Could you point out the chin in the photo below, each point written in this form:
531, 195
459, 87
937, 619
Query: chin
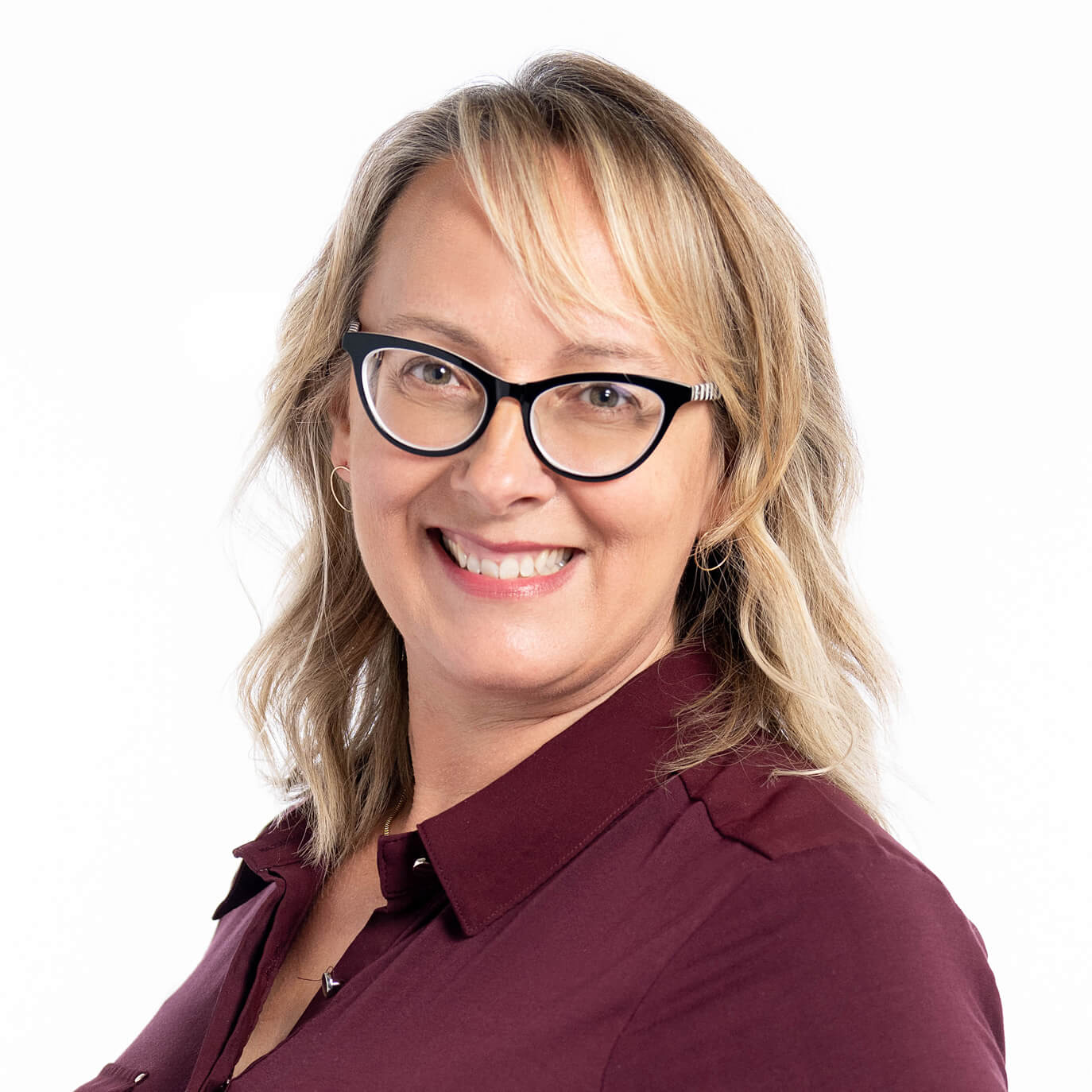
513, 663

- Given request
Rewrite all the lines above in full, shifting each answer coordinate up by 116 and leaving the pictures out.

- Answer
Could you point out the chin in the photo below, each point written in this form:
531, 195
459, 87
937, 619
Query: chin
629, 779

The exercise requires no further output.